TASK PROMPT: Which words or phrases does the post on impartiality set in double quotation marks? List them in the order they appear.

DOCUMENT:
☆ ☆ ☆ ☆ ☆

Tuesday, July 23, 2013

(Im)partiality

Something I've been wondering about for a while is whether we have non-instrumental reasons to favour our "nearest and dearest", or whether an ideal (morally fitting) agent would instead be perfectly impartial.

For impartiality: I think there's a lot to like about impartiality: it's clearly very principled, idealistic, etc. (And if there's anything we ought to be idealistic about, our moral ideals are surely it!)  By striving to adopt "the point of view of the universe", we transcend our limited individual perspectives.  There's something appealing about the way that this promises to resolve conflicts, insofar as it mandates that all moral agents share the same goals (i.e., maximizing net value).  And of course it's theoretically simple -- e.g., no tricky questions about precisely how much extra weight we can give to so-and-so.  Impartiality would thus seem to yield a maximally coherent and unified desire set.



Those are some nice formal features.  Impartiality can also be substantively appealing, insofar as there's something clearly right about the idea that other people matter just as much as we do (and that the morally fitting agent is oriented towards what objectively matters).  Indeed, "equal concern" and other considerations I previously gave in favour of consequentialism are more specifically reasons to favour impartial consequentialism.

Dubious objections to impartiality: One might imagine an impartial agent as cold and emotionless, which doesn't sound very appealing.  But of course, rather than subtracting away the special concern that we have for our loved ones, the utilitarian "moral saint" would be one who extends their deepest concern to everyone (i.e., caring as deeply about strangers as most people care about themselves and their loved ones). Think Jesus, not Spock.  Insofar as we fall short of this ideal, it is because we care too little about strangers, not because we care too much about our friends and family.

More reasonably, one might worry that it's humanly impossible to muster such universal love.  That seems plausible, but it's not clear why being out of our reach would make the utilitarian ideal any less of an ideal.  Such a creature would be morally better than we can ever hope to be -- so what?  If one is worried about "ought implies can", then one will not say that we "ought" to exemplify this ideal; perhaps we ought just to do the best that we can.  That's fine.  It doesn't mean that we're morally better for being inevitably partial in this way.  And it doesn't cast doubt on the idea that we should choose to promote the impartial good when we're able to do so.

☆ ☆ ☆ ☆ ☆

Object location annotation data:
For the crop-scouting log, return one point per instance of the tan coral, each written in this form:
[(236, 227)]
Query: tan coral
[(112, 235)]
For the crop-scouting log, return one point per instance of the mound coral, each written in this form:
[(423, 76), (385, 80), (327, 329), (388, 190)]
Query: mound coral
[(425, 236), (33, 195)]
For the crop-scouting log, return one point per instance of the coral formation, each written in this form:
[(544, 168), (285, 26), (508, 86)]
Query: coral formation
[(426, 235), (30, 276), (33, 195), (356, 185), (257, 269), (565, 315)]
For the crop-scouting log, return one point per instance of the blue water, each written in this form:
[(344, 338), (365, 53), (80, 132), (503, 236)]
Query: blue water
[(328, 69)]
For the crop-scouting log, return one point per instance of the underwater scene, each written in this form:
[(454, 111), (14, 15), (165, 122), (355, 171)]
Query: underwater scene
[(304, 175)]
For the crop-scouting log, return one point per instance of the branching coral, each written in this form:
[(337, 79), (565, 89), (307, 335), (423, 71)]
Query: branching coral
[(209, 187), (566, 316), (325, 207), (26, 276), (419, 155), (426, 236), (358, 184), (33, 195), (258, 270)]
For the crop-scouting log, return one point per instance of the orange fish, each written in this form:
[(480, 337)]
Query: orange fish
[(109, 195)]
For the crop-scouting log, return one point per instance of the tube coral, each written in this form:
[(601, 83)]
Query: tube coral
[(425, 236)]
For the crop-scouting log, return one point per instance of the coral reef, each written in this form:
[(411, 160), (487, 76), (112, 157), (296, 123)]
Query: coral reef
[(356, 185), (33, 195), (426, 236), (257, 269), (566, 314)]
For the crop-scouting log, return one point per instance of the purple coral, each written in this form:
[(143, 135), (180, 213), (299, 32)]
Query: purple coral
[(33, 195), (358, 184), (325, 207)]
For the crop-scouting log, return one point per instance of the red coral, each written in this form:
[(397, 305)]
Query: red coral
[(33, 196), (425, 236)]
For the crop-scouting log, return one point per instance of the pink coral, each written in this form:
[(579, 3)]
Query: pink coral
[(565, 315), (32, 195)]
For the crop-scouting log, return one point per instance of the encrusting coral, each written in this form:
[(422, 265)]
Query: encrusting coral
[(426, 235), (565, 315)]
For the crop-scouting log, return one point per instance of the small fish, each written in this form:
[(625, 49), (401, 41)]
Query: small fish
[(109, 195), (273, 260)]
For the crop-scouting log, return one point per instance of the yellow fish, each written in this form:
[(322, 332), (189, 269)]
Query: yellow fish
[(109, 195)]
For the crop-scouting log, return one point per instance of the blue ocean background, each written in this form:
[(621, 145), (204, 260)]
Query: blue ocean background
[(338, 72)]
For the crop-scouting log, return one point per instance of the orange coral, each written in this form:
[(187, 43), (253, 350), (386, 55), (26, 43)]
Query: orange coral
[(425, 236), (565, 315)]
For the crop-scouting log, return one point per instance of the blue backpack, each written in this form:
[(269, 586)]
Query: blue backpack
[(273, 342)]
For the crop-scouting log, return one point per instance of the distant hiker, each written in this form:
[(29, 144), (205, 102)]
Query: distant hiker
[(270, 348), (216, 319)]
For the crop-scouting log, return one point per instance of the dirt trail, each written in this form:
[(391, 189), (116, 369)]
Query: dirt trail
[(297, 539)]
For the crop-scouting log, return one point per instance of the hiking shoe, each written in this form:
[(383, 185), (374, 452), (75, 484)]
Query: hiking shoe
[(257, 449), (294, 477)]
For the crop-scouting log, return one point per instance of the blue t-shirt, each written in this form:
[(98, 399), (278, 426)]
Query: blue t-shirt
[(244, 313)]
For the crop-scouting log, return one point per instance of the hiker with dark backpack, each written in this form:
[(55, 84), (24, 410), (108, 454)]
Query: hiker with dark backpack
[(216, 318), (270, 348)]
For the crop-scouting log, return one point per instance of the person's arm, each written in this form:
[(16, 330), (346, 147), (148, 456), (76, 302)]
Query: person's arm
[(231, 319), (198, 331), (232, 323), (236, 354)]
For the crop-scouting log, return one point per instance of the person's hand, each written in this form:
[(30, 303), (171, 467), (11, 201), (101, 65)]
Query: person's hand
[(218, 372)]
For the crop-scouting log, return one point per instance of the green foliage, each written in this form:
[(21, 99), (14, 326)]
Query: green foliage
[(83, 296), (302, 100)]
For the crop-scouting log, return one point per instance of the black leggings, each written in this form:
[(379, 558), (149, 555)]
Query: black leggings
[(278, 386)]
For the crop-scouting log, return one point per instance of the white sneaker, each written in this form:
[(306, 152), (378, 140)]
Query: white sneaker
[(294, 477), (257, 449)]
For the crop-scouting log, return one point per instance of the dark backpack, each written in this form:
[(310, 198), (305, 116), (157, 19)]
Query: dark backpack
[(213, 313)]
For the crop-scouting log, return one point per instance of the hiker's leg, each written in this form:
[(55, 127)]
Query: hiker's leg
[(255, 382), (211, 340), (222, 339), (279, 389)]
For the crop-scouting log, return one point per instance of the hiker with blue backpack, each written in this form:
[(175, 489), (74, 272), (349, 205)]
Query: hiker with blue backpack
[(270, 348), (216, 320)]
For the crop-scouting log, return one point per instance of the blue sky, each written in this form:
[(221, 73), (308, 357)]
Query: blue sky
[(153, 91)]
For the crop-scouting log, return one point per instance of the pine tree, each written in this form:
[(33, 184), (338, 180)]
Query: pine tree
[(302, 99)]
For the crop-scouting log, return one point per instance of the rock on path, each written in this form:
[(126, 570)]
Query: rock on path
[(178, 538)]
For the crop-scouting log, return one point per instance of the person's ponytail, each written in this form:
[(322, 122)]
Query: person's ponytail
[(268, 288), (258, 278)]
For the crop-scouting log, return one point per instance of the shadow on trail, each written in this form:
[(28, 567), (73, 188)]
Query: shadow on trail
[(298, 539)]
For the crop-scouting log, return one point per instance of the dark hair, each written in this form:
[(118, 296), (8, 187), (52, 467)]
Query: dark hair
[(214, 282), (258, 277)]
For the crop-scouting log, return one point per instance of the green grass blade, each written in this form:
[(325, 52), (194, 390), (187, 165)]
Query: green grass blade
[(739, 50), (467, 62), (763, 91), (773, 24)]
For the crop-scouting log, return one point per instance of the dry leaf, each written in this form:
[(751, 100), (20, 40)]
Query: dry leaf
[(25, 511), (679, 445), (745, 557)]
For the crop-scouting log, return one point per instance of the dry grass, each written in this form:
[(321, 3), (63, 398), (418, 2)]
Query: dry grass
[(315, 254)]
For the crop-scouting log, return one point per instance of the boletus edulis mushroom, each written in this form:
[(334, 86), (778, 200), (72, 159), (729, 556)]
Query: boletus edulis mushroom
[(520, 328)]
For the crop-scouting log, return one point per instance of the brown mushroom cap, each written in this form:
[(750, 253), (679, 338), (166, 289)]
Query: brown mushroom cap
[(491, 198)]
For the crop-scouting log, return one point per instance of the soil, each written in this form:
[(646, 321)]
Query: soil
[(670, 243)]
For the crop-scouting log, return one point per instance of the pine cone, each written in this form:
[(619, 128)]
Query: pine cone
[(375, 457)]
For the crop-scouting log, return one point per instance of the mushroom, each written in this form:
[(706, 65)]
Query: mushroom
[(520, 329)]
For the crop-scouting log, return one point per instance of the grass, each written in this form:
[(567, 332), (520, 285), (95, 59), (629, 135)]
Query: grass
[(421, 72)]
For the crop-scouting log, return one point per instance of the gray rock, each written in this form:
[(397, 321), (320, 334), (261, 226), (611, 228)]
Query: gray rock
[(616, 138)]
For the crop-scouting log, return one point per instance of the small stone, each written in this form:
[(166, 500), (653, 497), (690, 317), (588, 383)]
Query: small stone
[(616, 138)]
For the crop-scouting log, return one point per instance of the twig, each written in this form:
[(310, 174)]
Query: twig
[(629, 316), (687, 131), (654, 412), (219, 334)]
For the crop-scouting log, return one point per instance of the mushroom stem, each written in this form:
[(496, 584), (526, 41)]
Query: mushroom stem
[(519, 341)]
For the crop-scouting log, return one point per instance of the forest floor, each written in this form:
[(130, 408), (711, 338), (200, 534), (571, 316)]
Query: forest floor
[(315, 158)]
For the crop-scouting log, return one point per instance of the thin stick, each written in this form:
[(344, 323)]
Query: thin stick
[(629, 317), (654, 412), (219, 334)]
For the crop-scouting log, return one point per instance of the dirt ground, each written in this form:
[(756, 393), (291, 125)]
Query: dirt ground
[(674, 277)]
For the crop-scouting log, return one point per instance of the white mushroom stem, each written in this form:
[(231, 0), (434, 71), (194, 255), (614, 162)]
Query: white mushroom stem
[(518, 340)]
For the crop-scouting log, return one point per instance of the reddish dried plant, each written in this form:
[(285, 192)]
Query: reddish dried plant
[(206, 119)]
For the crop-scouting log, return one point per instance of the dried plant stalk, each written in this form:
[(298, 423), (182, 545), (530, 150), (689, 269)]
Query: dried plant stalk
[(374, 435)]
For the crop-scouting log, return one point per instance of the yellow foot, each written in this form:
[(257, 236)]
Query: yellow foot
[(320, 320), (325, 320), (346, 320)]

☆ ☆ ☆ ☆ ☆

RESULT OF THIS EXERCISE:
1. "nearest and dearest"
2. "the point of view of the universe"
3. "equal concern"
4. "moral saint"
5. "ought implies can"
6. "ought"